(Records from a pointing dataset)
:::
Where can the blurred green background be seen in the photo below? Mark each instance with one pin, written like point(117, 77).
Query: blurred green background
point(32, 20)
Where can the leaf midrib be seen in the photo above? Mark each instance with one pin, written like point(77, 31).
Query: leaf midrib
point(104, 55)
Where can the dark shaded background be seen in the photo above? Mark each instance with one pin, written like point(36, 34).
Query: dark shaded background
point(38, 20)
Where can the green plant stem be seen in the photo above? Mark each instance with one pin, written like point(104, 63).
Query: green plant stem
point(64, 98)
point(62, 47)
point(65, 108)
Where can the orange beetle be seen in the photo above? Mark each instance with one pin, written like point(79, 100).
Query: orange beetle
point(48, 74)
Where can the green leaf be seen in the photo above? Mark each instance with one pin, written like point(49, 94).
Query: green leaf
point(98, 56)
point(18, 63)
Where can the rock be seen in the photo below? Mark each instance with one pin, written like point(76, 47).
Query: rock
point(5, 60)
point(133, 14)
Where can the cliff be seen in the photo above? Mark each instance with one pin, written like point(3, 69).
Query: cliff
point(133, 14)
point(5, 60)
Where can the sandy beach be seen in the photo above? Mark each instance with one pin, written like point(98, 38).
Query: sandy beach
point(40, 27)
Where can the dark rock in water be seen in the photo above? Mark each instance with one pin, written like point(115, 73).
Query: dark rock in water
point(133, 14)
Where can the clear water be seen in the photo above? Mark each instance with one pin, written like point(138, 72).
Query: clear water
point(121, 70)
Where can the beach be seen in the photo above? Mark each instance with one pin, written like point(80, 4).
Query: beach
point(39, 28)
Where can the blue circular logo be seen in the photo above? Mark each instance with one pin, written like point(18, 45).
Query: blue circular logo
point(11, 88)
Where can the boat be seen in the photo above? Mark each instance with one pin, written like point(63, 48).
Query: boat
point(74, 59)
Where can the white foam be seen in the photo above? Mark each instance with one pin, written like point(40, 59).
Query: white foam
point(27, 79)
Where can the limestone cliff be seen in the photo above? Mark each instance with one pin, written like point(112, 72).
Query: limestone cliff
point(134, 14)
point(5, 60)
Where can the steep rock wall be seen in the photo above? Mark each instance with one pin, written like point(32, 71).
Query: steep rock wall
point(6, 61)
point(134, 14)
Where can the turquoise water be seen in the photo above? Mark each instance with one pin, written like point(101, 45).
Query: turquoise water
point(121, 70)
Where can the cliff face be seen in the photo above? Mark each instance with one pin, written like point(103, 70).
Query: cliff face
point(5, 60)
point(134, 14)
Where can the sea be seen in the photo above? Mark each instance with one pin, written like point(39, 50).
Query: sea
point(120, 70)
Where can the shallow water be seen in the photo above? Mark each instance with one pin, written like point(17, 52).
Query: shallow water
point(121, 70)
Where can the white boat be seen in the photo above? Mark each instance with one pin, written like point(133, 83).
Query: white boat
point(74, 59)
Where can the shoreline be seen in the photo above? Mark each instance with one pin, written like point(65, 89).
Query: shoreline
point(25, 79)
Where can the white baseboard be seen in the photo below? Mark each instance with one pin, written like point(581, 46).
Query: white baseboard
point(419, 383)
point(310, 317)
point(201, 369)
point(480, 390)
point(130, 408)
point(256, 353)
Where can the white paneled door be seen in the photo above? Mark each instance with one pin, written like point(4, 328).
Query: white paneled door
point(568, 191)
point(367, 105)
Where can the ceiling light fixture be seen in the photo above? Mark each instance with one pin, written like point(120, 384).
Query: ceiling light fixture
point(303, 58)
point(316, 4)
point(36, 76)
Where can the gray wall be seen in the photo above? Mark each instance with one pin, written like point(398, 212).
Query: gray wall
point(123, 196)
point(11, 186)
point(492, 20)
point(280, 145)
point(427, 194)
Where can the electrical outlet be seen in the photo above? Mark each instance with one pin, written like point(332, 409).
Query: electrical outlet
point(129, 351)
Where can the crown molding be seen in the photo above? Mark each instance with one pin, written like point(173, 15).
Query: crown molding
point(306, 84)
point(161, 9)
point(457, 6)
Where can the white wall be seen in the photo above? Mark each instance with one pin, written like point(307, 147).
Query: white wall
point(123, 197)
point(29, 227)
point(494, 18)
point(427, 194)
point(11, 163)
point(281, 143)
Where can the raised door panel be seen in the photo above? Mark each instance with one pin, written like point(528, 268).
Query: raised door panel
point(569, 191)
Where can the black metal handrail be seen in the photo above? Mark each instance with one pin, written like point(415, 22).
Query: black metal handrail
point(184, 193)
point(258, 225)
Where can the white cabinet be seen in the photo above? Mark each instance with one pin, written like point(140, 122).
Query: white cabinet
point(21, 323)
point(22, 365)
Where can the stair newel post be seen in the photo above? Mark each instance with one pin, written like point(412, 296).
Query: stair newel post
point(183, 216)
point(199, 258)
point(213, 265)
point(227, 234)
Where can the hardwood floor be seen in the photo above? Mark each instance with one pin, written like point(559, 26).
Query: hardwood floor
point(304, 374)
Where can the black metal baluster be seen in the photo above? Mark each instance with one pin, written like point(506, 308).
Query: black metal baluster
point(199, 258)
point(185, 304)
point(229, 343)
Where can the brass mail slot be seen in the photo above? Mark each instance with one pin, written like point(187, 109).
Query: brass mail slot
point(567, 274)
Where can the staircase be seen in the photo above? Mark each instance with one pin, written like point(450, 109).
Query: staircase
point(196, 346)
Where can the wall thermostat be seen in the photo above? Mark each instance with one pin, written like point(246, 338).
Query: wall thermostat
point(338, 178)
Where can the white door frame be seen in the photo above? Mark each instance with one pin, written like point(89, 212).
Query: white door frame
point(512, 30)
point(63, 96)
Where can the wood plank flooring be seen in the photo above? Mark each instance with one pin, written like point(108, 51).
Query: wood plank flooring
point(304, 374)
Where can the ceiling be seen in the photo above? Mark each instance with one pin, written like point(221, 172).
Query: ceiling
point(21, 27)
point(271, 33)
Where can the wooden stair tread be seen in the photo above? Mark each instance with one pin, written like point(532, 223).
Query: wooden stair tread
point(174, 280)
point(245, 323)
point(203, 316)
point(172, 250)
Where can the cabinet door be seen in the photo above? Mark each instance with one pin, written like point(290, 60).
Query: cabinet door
:::
(Exercise): Rewrite the listing from the line with "Where can the sea" up to and including the line with "point(457, 6)", keeping every line. Multiply each coordinate in the answer points by 2.55 and round to whole numbers, with halves rounded up. Leave the sample coordinates after "written like" unchanged.

(Result of this exercise):
Where can the sea be seen in the photo above? Mark each instance with one pin, written like point(39, 50).
Query: sea
point(306, 179)
Where can the shallow water be seen in the photo above? Mark each instance with one pin, written like point(17, 52).
Query: shallow water
point(309, 179)
Where can the white boat be seen in the photo above? Mark each instance with one pin, written like point(133, 83).
Query: white boat
point(189, 150)
Where can the shoreline be seen in the photo above? Mark each instance with one pin, written like point(65, 89).
Query: shoreline
point(64, 201)
Where can the white baseboard be seen in the photo below? Mark each instance with one pin, written like point(581, 46).
Query: white baseboard
point(1068, 977)
point(791, 808)
point(513, 941)
point(1224, 995)
point(332, 1040)
point(653, 900)
Where can the white paneled door be seen in the photo above? Mark each instance with one pin, written like point(4, 328).
Query: white paneled door
point(1448, 487)
point(936, 268)
Where can the ceiling light fixture be seen in the photo above? Mark each instance with one pin, written like point(120, 384).
Query: ceiling light fixture
point(773, 148)
point(806, 10)
point(92, 194)
Where can the gray wall be seen in the photo above? Mark each instance with one pin, written like point(398, 212).
Query: gray wall
point(314, 500)
point(28, 474)
point(1255, 51)
point(714, 370)
point(1089, 495)
Where can the electrical outlet be seen in the photo above? Mark each instance with one pin, written like point(332, 409).
Query: electrical outlet
point(329, 895)
Where can the crown molding be seen in the photo above? Mark each instance with one pin, written like point(173, 15).
Query: crown molding
point(780, 214)
point(411, 23)
point(1165, 15)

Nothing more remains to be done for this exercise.